Task brief » Reproduce the data, beginning at the line that contains "Find the blurred" and continuing through the end of the data, with the requests included and the pictures omitted. Multiply every coordinate in the answers by 0.2 and round each result to a whole number, with halves rounded up.

* Begin Supplied data *

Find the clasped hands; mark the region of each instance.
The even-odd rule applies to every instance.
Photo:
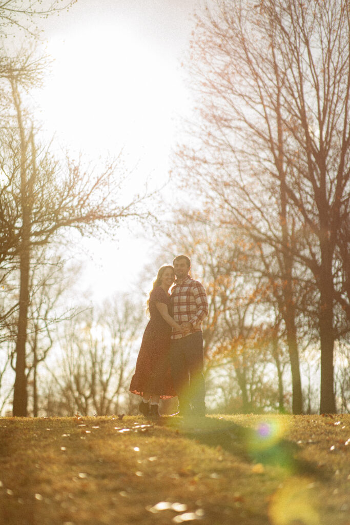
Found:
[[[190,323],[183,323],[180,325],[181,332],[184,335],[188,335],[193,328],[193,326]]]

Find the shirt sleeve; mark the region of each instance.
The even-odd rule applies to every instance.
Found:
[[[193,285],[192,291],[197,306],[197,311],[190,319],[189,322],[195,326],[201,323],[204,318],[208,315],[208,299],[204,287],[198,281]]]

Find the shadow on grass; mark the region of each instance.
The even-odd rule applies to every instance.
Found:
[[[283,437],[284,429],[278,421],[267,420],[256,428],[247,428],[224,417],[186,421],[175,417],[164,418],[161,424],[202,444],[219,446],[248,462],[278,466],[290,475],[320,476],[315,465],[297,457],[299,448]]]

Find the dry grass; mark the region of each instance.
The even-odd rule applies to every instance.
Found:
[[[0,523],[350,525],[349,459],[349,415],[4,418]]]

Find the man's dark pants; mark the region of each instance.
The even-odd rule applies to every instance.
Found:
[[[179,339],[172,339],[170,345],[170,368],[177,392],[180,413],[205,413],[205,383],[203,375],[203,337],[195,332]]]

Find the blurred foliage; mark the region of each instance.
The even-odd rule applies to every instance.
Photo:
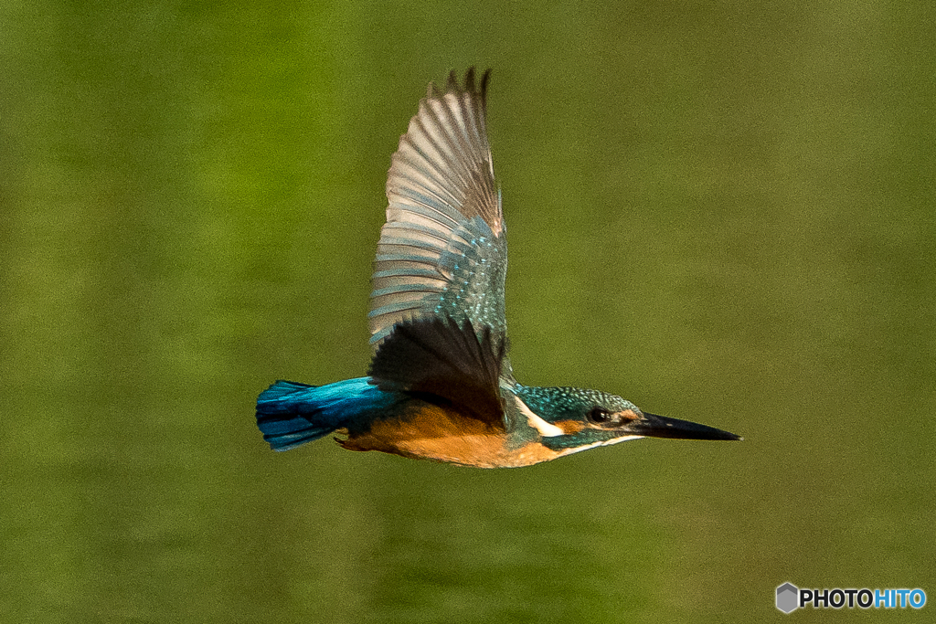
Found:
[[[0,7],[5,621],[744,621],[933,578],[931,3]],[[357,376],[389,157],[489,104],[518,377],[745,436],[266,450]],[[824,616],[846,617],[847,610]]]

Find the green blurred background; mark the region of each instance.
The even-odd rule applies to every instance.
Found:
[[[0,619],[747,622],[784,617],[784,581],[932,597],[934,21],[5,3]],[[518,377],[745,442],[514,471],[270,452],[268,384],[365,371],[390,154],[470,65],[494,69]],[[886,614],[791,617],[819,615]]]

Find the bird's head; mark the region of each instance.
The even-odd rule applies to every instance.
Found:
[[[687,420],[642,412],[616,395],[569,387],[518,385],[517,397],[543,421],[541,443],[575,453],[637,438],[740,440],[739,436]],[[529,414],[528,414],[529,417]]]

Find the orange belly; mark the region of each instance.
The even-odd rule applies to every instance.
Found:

* End Supplied data *

Written response »
Find the blurred foliage; mark the region of each instance.
The even-odd rule applies to every instance.
Photo:
Found:
[[[0,1],[1,124],[149,124],[187,116],[186,1]],[[71,75],[78,31],[98,21],[104,75],[149,87],[53,90]],[[165,123],[169,123],[169,122]]]

Find the green blurred background; mark the region of each instance.
The even-odd rule applies to every instance.
Found:
[[[0,124],[149,124],[157,123],[157,116],[186,119],[187,4],[1,1]],[[104,75],[149,88],[103,94],[54,90],[54,77],[73,74],[78,31],[94,13],[99,14]],[[177,123],[158,123],[164,123]]]

Find the bird's head; mark the region of each instance.
The even-odd rule applies to every instance.
Found:
[[[137,84],[128,82],[123,79],[114,77],[104,77],[103,79],[109,84],[108,89],[115,91],[127,88],[148,88],[148,87]],[[106,83],[106,83],[106,83]]]

Find the orange belly; mark the region of each instance.
The even-odd rule applies to every instance.
Found:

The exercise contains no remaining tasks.